Things to do —
**a)** Can you extract, word for word, the part of the note on self-predictive systems that begins at the words "Imagine a system" and stops after "a system's decisions?"?
**b)** How would the note on self-predictive systems go on after its last line? Write that continuation.

Text to read —
##############################
Once we look at the world this way, a different safety question appears:

Which computations will become real first, and which of them will gain leverage over the future?

That question is still about ethics and governance, but it is no longer only about ethics and governance. It is also about discovery, verification, scaling, and control.

This is the core reframing of the note.


2. The warm-up intuition: self-predictive systems

A useful place to start is not civilization, but a simpler object: a self-predictive system.

Imagine a system that tries to model how it and its environment will co-evolve under different actions. It does not merely predict what happens next. It predicts action-conditioned futures and uses those predictions to reduce survival risk.

The natural question is then:

What determines the optimality bound of such a system's decisions?

At first glance, the answer might seem to be "better prediction." But that is already too simple.

Decision quality depends on at least five things:

  1. Observability: can the system see the variables that actually matter for risk?
##############################
Stored data —
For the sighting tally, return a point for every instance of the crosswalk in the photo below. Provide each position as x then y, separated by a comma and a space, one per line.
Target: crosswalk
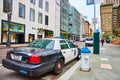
0, 66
##############################
Answers for the tasks —
**a)**
Imagine a system that tries to model how it and its environment will co-evolve under different actions. It does not merely predict what happens next. It predicts action-conditioned futures and uses those predictions to reduce survival risk.

The natural question is then:

What determines the optimality bound of such a system's decisions?

**b)**
  2. Model error: does its predictive model contain the real dynamics, or only a convenient fiction?
  3. Controllability: even if it predicts danger, can it still steer away from it?
  4. Planning quality: can it actually compute a good intervention in time?
  5. Reflexivity: once its prediction is used, does that prediction itself change the system being predicted?

This immediately shows why safety is not just an abstract reward-optimization problem. It is a problem of remaining inside a viable region under uncertainty, intervention, and feedback.

That viability framing matters, because it gives us a concrete notion of relevance. The relevant variables are not simply the variables that improve average prediction accuracy. They are the variables that causally affect whether the system enters a catastrophic region or stays inside a viable one.


3. From individual systems to human society

Now scale the picture up.

Human society is also, in an important sense, a self-predictive system. It gathers information about itself, forms forecasts, debates futures, makes interventions, and then lives inside the consequences of those interventions.

But historically, human society has been very poor at high-resolution self-prediction.

Why? Because traditional self-models were usually too coarse, too aggregated, too weak at handling counterfactual interventions, and too limited in their ability to model many interacting individuals at once.

Social science gave us partial models, institutional memory gave us partial heuristics, and statistics gave us useful aggregates. But for most of history, society had nothing like a rich, reusable, action-conditioned simulator of itself.

This is why the present moment is unusual.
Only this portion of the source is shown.